That said, Travis has been able to connect on some downfield play-action shots. He leads the ACC in total deep (20-plus yard) play-action completions with seven. While there are some question marks with his passing ability, there are none with his rushing. Travis has recorded the third-best rushing grade in the ACC behind Hooker and King and has turned 44% of his carries into either a first down or touchdown.
12. BAILEY HOCKMAN, NC STATE
Unfortunately, the Wolfpack’s starting quarterback, Devin Leary, broke his fibula in last week’s matchup against Duke. The redshirt sophomore earned just a 57.2 passing grade in 2019 but improved that mark to 77.1 on his 122 dropbacks in 2020. He was one of the more aggressive quarterbacks in the country, and that playstyle paid off, as he had the second-best big-time throw rate in the ACC up until his injury.

________________________

• What you are asked to do: Extend the ACC quarterback rankings with the next few sentences, starting right after the last one shown.

Stored data entries
________________________

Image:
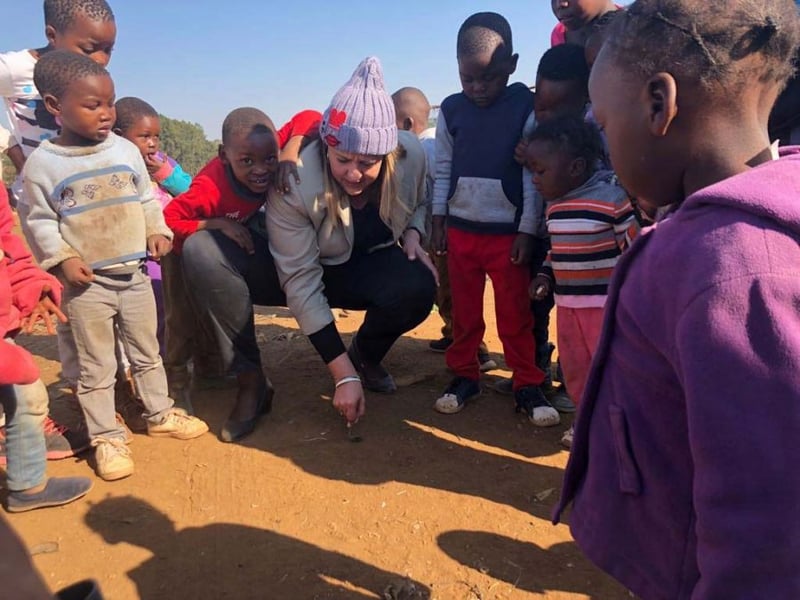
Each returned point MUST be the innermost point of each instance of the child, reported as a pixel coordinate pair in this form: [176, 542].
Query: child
[93, 218]
[590, 221]
[576, 18]
[227, 193]
[562, 79]
[139, 123]
[479, 187]
[86, 27]
[27, 294]
[687, 435]
[412, 110]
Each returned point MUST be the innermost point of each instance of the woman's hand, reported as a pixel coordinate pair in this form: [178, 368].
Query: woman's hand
[412, 246]
[438, 236]
[540, 287]
[77, 272]
[158, 245]
[234, 230]
[45, 310]
[348, 399]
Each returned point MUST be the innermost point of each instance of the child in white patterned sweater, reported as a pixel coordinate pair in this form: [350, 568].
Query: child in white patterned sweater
[93, 219]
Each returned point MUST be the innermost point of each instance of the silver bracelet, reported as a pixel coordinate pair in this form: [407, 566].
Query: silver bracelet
[348, 379]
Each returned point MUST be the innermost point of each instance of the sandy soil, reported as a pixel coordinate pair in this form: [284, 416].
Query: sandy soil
[453, 507]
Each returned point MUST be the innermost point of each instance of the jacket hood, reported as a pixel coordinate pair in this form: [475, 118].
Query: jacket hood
[770, 190]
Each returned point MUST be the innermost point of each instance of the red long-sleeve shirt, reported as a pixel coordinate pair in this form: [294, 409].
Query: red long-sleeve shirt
[213, 193]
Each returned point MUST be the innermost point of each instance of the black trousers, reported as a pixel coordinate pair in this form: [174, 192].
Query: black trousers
[225, 282]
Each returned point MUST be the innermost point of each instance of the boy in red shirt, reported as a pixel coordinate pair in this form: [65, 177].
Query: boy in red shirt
[27, 294]
[227, 193]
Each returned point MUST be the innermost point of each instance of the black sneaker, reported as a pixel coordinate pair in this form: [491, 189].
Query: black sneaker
[456, 395]
[441, 345]
[486, 362]
[532, 402]
[373, 376]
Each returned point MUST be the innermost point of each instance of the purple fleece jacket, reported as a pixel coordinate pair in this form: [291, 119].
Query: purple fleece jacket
[683, 474]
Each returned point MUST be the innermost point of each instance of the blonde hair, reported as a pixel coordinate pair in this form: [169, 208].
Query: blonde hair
[387, 179]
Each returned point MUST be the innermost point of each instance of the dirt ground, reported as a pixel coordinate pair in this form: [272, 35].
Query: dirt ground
[455, 507]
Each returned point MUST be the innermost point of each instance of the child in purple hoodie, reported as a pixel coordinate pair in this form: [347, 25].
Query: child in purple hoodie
[683, 472]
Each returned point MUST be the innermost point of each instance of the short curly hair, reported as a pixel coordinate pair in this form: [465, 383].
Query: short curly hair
[245, 119]
[57, 69]
[573, 135]
[484, 32]
[60, 14]
[700, 41]
[130, 110]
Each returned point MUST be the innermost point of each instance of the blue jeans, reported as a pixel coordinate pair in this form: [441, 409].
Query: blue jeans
[124, 302]
[26, 408]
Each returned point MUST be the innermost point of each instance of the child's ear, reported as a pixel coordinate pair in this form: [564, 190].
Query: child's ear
[50, 34]
[661, 99]
[577, 167]
[512, 63]
[52, 104]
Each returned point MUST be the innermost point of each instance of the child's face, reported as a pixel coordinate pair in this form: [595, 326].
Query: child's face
[87, 36]
[484, 77]
[145, 133]
[354, 172]
[253, 158]
[554, 173]
[86, 110]
[557, 99]
[574, 14]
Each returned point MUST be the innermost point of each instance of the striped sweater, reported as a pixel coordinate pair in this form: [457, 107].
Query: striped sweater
[90, 202]
[589, 228]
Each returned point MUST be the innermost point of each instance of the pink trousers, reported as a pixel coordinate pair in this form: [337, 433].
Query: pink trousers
[578, 334]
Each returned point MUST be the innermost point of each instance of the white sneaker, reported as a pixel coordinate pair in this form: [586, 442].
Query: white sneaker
[177, 424]
[112, 459]
[566, 439]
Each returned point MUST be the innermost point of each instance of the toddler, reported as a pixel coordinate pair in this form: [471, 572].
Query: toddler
[93, 219]
[590, 221]
[686, 439]
[481, 191]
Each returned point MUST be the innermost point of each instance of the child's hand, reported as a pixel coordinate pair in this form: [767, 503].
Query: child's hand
[154, 162]
[287, 170]
[158, 245]
[45, 310]
[519, 151]
[77, 272]
[540, 287]
[414, 251]
[234, 230]
[522, 249]
[439, 236]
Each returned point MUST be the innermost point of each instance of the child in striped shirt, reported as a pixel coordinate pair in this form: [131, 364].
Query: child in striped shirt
[590, 220]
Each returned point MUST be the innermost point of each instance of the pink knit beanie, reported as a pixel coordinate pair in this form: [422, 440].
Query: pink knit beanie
[361, 117]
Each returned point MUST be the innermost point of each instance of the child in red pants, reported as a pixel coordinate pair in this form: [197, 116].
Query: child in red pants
[488, 204]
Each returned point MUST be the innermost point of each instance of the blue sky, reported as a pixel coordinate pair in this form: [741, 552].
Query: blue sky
[196, 61]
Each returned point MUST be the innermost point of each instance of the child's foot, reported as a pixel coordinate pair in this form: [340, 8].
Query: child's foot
[113, 459]
[566, 439]
[456, 395]
[532, 402]
[177, 424]
[486, 362]
[57, 491]
[62, 442]
[440, 345]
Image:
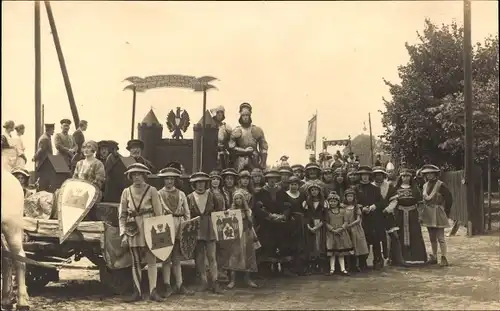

________________________

• Your response:
This offense will now be led by Hockman, who began the season as NC State’s starting quarterback. Sure, he was conservative, with a 5.8 average depth of target, but he did complete 6-of-9 passes that traveled 10 or more yards downfield, racking up 130 yards and a touchdown. Hockman then got the start against Virginia Tech the following week, despite Leary being ready to return from the COVID-19 protocol.
Hockman was then quickly replaced after a shocking start against the Hokies that saw him struggle to a 36.8 passing grade with two turnover-worthy plays on 17 pass attempts. Then, when he came in for Leary in Week 7, Hockman attempted seven passes and managed to produce another two turnover-worthy plays, resulting in a 29.1 passing grade.
13. REX CULPEPPER, SYRACUSE
Culpepper has now become the starter for the Orange in the wake of Tommy DeVito's season-ending injury.
The fifth-year senior made his second career start against Liberty last week, and it didn’t go all that well. He recorded a 56.2 passing grade for the game and failed to get anything rolling downfield. Culpepper attempted 17 passes over 10 yards downfield and completed just four. For his second start of the year, Culpepper and Syracuse are lucky enough to go up against the Clemson Tigers. They will be in for a long day.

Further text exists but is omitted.